What the exercise asks >>
Transcribe the portion of the listing below verbatim, starting at the line that contains "[indicate] brown leaf" and ending at the final line of the listing.

____ Entries supplied

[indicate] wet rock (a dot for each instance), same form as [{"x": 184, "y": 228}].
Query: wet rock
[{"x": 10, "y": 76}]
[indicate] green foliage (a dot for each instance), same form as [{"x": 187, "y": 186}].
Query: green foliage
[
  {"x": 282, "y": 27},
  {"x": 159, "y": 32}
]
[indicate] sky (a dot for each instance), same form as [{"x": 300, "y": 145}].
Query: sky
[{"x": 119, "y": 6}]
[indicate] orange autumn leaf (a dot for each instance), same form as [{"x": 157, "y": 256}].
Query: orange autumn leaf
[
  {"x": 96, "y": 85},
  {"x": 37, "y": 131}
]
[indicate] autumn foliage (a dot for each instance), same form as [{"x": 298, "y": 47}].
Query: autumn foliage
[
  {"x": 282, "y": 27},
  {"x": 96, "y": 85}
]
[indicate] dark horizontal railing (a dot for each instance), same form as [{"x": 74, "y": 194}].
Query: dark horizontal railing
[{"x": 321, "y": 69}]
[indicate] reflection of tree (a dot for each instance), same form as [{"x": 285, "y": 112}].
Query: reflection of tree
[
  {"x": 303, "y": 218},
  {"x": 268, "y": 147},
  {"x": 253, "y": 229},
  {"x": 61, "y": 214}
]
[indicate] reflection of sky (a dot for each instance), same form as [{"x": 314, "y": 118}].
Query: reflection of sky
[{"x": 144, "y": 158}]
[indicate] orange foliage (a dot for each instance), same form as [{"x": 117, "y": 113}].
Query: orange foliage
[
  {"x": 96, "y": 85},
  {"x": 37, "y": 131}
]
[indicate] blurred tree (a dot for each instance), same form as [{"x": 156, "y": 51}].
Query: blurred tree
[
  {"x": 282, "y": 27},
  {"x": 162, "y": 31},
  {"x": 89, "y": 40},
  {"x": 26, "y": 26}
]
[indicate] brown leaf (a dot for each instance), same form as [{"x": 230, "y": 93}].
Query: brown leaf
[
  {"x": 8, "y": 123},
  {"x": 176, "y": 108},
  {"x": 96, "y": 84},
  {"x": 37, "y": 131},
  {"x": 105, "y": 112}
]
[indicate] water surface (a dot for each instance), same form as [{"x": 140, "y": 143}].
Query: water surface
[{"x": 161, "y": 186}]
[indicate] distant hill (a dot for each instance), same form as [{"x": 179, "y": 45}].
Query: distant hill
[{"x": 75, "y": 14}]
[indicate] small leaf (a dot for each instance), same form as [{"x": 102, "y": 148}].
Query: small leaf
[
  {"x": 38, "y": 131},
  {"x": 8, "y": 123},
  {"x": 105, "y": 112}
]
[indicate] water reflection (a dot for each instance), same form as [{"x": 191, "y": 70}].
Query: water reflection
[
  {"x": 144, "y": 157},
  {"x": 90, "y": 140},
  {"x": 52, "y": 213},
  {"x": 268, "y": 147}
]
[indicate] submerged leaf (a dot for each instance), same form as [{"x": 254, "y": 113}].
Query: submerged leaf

________

Result for this task >>
[indicate] brown leaf (a dot for each instance), same form as [{"x": 230, "y": 93}].
Query: brown leaf
[
  {"x": 8, "y": 123},
  {"x": 176, "y": 108},
  {"x": 96, "y": 84},
  {"x": 37, "y": 131},
  {"x": 105, "y": 112}
]
[indicate] water surface (a dot for each instance), same form as [{"x": 140, "y": 143}].
Query: water surface
[{"x": 161, "y": 186}]
[indicate] distant hill (a dot for each instance), same form as [{"x": 179, "y": 45}].
Query: distant hill
[{"x": 75, "y": 14}]
[indicate] small leaf (a dot for each instance), same form as [{"x": 102, "y": 148}].
Query: small leaf
[
  {"x": 38, "y": 131},
  {"x": 8, "y": 123},
  {"x": 105, "y": 112}
]
[indicate] water reflection (a dot for each instance), same form as [{"x": 191, "y": 70}].
Query: water reflection
[
  {"x": 144, "y": 157},
  {"x": 90, "y": 140},
  {"x": 52, "y": 213},
  {"x": 268, "y": 147}
]
[indicate] submerged leaf (a dot for each instance), same form as [{"x": 254, "y": 113}].
Query: submerged leaf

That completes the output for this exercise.